■ Extract to read
- Opening Delimiter -
I had a longish layover in Heathrow flying home for Christmas. For once, I wasn’t bothered. Two years of being cooped up by Covid was enough to allow me to see the positive side of being in an airport with 20,000 strangers while wearing a mask. I went to WH Bookshop, Whiskey World, and Duty Free. I paced for 2 hours and just took in the chaos with some joy. Then I sat down and watched people.
I ate my cashews and watched men and women dragging along kids, old couples marching slowly along in matching travel leisure suits, college kids moseyed on autopilot while staring into their phones. There were families, kids walking into tables, and toddlers licking the side of escalators. It was a nice way to spend an hour. And then I saw it.
- Closing Delimiter -
■ Aim of the exercise
Carry on the account of the Heathrow layover, starting right after its last sentence. The records that come next are from a different source.

■ Supplied entries
- Opening Delimiter -
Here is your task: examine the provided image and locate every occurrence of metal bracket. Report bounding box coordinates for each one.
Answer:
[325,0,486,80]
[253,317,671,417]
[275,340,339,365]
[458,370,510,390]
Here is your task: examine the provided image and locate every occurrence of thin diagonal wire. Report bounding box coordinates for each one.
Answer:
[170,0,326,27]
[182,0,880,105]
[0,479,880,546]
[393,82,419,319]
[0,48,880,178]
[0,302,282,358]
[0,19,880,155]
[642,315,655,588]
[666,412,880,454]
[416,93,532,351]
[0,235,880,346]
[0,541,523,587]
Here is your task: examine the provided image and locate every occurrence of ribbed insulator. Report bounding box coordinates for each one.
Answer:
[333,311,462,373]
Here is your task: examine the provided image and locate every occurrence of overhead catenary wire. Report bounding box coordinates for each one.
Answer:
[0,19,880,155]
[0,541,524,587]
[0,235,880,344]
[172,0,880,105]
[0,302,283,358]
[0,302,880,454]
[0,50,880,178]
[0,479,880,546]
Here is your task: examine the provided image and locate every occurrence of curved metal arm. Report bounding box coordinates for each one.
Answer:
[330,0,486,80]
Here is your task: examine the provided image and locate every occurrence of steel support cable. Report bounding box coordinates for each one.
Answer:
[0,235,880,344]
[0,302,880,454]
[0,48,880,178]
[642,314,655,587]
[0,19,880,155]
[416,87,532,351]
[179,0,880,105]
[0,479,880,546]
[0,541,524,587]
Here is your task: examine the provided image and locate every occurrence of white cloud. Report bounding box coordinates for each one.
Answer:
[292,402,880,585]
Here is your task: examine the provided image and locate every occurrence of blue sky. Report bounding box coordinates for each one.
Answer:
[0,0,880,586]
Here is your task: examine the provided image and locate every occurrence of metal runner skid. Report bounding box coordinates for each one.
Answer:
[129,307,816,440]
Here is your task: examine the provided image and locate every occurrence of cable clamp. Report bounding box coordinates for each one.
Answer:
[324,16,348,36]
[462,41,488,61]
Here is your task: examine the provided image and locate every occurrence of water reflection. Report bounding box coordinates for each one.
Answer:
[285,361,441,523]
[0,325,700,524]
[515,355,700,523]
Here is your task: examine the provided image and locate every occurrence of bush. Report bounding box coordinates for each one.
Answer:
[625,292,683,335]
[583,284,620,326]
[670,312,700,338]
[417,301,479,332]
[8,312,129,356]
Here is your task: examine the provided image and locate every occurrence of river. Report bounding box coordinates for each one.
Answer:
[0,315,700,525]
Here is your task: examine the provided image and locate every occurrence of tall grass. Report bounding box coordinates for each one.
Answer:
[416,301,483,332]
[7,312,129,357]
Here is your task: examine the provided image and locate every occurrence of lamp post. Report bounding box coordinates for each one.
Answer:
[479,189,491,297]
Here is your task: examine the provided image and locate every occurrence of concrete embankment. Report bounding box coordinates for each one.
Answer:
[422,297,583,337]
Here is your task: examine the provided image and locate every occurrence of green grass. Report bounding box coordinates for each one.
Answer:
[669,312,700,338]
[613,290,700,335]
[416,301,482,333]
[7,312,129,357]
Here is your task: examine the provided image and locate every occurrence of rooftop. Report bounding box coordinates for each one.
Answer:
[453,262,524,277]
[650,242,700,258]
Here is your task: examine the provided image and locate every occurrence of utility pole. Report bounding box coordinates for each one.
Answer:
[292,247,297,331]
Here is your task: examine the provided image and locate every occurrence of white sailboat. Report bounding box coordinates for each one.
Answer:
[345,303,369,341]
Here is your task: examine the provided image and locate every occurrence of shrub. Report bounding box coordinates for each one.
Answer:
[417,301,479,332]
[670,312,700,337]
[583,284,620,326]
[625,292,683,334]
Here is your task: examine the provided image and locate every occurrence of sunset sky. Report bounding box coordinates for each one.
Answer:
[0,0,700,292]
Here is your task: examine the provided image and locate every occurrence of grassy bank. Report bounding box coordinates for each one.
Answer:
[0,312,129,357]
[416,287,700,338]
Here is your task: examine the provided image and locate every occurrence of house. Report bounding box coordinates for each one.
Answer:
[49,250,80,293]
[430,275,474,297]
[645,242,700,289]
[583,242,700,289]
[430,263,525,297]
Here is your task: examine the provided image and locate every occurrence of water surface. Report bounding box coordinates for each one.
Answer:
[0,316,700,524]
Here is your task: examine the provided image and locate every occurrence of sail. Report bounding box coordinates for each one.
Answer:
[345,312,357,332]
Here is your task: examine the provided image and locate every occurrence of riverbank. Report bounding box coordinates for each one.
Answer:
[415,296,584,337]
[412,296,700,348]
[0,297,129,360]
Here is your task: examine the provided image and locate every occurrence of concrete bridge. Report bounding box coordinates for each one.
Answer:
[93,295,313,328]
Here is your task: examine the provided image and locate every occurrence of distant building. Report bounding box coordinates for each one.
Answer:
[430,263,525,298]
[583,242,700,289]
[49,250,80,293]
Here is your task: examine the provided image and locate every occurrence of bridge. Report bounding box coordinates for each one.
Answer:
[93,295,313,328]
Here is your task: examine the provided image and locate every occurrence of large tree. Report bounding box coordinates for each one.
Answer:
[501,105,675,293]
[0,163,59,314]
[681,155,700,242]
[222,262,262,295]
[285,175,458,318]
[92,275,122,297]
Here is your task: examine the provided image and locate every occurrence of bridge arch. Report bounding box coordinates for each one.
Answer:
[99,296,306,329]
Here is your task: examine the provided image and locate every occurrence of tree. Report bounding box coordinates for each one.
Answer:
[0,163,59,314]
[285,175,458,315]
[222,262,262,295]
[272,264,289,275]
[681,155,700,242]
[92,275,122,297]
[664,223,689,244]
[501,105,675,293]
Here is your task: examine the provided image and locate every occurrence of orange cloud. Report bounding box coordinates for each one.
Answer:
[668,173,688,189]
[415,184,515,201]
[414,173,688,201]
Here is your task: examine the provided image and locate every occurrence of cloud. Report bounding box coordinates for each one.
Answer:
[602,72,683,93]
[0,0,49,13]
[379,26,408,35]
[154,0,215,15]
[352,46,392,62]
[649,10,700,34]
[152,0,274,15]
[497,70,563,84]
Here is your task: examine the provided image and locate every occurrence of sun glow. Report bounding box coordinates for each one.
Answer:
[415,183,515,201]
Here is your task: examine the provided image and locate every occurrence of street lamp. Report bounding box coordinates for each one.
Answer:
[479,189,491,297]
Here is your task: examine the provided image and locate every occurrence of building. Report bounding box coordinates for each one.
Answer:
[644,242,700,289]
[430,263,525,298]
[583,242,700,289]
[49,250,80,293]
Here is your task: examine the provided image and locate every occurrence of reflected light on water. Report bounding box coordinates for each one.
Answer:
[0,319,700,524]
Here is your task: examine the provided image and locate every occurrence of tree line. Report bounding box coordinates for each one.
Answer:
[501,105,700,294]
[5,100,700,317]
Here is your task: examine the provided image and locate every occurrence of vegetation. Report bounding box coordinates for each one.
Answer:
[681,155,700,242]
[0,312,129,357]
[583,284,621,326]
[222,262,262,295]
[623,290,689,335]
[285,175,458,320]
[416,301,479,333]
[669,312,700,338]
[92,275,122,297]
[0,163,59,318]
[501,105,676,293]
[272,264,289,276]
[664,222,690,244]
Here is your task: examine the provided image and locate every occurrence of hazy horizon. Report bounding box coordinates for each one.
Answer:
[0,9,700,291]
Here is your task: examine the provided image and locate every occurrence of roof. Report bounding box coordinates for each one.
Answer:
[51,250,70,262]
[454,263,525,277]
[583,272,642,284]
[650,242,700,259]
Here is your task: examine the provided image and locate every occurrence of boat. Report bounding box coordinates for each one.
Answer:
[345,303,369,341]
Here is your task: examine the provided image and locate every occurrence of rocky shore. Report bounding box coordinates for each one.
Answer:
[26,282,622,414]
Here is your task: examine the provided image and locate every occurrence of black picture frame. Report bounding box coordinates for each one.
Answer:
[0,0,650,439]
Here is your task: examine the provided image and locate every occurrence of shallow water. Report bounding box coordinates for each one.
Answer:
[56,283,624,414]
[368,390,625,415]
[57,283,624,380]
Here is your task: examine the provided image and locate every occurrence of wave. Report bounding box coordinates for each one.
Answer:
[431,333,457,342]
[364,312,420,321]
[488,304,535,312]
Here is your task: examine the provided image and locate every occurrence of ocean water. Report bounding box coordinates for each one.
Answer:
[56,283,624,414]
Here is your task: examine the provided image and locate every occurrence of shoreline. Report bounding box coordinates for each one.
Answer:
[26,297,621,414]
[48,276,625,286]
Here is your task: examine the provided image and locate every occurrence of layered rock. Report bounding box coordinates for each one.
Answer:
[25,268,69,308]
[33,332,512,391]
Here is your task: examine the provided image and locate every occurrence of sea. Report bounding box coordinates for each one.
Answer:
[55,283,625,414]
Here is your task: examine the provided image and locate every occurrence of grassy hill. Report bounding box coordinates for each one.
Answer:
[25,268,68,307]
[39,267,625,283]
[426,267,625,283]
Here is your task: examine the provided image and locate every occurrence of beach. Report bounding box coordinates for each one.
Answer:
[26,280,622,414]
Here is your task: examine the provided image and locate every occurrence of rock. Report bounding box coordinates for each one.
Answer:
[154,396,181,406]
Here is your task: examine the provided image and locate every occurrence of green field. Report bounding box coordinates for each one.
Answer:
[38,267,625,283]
- Closing Delimiter -
- Opening Delimiter -
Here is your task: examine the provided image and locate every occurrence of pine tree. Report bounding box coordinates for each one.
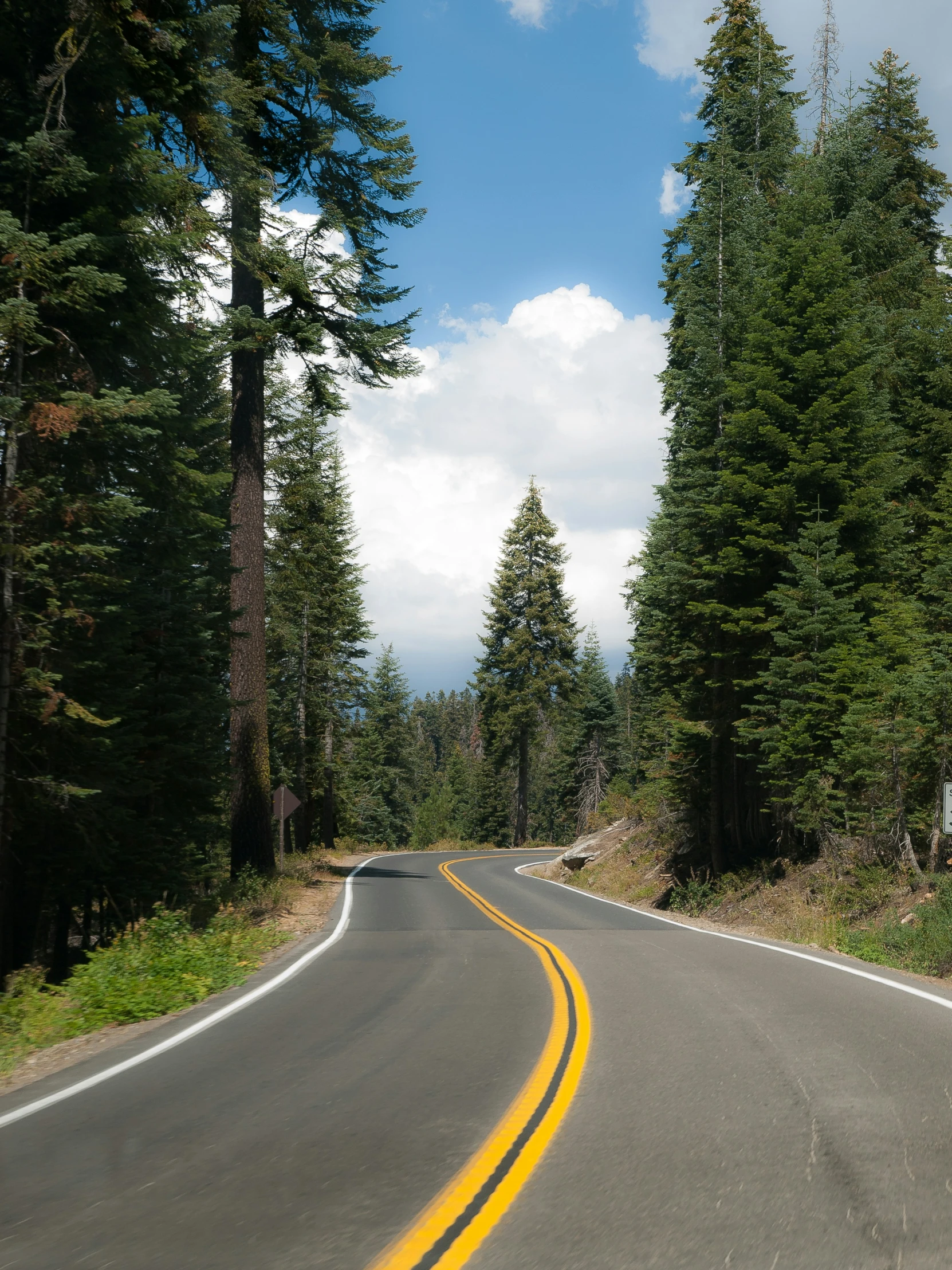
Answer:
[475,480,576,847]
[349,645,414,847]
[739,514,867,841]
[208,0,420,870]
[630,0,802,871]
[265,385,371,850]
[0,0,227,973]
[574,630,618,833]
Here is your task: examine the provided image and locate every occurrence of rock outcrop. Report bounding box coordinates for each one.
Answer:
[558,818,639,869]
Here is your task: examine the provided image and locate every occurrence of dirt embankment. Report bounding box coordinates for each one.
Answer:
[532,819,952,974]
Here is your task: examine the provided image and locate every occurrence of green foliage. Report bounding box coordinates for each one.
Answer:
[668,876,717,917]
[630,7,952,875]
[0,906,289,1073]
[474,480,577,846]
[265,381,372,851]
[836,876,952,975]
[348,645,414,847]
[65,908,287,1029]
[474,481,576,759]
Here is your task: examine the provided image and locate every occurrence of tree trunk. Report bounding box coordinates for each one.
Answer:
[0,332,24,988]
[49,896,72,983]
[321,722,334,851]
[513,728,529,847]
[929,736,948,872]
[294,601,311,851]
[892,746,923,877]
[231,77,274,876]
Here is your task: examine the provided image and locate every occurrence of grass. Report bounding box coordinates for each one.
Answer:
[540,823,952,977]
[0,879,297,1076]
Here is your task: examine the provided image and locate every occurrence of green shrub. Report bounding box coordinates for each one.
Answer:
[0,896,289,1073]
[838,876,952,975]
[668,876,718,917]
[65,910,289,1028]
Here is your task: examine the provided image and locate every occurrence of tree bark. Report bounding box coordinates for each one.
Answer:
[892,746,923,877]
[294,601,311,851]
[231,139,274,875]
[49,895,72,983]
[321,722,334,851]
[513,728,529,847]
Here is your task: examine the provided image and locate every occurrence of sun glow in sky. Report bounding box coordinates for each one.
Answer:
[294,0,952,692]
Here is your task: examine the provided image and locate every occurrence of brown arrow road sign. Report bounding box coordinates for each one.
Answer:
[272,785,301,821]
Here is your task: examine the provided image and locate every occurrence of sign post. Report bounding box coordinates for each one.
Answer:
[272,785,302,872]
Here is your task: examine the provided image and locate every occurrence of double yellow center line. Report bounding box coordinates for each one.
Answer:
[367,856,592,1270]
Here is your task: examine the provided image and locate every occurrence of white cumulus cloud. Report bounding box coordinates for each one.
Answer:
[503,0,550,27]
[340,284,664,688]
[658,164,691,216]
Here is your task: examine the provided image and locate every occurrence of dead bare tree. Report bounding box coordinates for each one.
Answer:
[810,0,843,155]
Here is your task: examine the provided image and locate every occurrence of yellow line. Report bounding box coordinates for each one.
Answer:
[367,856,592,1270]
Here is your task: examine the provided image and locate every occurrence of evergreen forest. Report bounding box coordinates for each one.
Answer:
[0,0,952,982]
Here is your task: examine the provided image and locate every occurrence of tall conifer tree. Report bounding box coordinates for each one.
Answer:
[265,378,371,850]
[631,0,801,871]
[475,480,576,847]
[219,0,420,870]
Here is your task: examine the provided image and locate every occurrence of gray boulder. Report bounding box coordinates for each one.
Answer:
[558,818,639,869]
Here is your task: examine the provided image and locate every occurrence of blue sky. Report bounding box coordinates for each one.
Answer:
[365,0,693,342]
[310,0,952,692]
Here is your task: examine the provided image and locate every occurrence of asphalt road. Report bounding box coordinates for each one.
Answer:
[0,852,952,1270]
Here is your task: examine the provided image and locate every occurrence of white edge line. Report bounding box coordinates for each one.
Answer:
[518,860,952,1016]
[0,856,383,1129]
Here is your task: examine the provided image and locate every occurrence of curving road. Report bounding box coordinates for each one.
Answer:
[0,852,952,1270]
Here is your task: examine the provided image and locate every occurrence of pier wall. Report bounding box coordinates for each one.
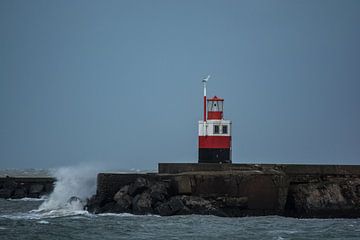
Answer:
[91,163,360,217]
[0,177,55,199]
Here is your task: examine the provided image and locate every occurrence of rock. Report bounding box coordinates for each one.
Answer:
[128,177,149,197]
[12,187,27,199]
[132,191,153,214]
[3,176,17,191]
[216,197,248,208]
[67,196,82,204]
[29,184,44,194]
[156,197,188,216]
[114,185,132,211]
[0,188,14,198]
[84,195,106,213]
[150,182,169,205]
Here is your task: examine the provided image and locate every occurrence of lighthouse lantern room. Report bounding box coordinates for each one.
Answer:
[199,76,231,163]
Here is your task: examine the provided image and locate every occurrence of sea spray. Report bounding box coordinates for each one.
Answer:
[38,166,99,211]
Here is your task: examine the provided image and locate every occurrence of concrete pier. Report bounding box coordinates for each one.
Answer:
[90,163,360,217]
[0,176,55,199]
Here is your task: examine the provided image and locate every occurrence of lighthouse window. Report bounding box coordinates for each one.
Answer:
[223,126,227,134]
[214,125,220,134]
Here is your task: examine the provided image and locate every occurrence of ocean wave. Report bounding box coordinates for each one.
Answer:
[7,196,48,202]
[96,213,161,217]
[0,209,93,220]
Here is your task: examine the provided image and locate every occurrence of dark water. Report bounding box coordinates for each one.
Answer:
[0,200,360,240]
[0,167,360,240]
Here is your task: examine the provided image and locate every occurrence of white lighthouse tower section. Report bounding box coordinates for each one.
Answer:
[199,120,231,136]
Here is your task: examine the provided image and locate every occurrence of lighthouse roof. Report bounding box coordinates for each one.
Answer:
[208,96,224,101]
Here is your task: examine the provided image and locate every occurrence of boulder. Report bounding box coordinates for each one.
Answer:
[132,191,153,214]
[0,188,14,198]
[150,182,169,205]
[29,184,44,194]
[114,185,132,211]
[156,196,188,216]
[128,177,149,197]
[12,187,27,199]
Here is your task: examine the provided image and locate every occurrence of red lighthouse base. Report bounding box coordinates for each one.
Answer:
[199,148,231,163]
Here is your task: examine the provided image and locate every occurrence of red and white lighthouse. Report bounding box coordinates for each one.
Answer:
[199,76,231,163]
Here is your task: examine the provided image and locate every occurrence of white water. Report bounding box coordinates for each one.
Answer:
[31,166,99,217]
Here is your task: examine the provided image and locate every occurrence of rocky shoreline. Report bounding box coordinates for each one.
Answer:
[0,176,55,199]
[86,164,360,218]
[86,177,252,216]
- Closing Delimiter -
- Opening Delimiter -
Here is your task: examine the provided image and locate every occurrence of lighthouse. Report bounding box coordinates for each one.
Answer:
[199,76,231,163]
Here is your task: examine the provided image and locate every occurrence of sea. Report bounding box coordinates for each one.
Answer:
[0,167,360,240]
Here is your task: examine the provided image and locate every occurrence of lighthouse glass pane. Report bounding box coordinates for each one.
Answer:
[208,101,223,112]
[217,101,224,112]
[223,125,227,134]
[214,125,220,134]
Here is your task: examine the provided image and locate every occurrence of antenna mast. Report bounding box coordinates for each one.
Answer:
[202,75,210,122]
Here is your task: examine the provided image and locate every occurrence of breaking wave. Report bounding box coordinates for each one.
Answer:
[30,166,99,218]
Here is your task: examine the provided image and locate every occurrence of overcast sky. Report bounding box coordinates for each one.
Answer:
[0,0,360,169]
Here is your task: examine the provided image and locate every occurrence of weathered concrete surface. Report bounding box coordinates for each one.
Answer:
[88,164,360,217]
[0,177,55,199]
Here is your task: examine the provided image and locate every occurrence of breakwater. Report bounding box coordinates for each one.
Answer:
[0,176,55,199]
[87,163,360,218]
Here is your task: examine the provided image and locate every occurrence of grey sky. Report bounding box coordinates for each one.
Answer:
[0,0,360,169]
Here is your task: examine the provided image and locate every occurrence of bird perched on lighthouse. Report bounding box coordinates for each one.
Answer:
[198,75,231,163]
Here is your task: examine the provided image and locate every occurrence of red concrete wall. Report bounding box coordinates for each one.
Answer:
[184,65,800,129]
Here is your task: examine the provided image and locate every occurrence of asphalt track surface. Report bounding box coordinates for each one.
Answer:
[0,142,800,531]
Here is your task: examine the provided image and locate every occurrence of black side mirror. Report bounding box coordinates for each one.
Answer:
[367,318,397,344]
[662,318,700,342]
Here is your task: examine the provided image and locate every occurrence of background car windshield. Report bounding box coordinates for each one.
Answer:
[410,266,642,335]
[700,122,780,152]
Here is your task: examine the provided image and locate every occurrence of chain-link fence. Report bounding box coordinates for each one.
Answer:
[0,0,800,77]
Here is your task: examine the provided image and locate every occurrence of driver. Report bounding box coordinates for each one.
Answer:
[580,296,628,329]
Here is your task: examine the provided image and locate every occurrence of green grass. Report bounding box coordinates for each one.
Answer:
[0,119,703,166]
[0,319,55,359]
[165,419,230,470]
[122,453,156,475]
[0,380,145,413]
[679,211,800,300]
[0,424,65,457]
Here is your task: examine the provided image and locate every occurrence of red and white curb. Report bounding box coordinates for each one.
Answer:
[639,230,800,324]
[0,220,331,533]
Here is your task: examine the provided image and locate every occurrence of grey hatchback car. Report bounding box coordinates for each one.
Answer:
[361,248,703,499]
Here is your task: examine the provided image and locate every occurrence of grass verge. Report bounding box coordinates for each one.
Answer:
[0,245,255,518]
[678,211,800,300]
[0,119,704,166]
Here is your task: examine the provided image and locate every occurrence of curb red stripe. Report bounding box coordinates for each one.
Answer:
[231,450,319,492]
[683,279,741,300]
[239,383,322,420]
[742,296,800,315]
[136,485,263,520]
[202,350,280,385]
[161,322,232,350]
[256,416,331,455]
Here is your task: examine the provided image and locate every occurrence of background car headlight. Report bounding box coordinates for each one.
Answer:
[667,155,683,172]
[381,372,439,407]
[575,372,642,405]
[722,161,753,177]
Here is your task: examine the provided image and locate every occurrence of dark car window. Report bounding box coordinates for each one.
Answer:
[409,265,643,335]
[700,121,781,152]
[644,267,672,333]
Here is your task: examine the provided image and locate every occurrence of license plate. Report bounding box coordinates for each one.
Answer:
- Closing Delimiter -
■ Result
A boy about the age of 18 came through the crowd dressed in a matching baby blue sweatsuit. His sweatpants were tucked into his striped socks. He wore a red baseball cap into which he had tucked his ears. Though my entire body wanted to roll its eyes, I refrained. While this getup might look ridiculous to me, I understand that every getup has looked ridiculous to me since I was eleven years old. For the last time I was cool or hip to fashion was in, I hope, a previous life. I can only imagine that I did something heinous in that life to garner the inability to understand what clothing a person should wear. I have never understood what is cool. In 2003, one of our bar customers became the punchline of all the waitresses when he arrived in whitewashed jeans pegged tightly in a cuff above his shoes. It was on that day, in 2003, when I learned that from sometime in the early 90s to sometime in the mid-1990s pegging cuffs was what cool people did to their jeans. I also learned that this was cool in the 1950s, but I wasn’t around then so I didn’t feel too bad about it.
Other things I saw in the airport that appear to now be hip: matching denim outfits, wearing hats with the price tag still on, short sweaters, pants that go up to one’s nipple area, shorts tucked into very short sweat shorts, a pink tie-dyed sweatsuit with red Chuck Taylors, leggings for men. It all sort of looks dumb to me, but then the last trends did too, and the ones before those, and the ones that will come after these, and the ones that will come after those.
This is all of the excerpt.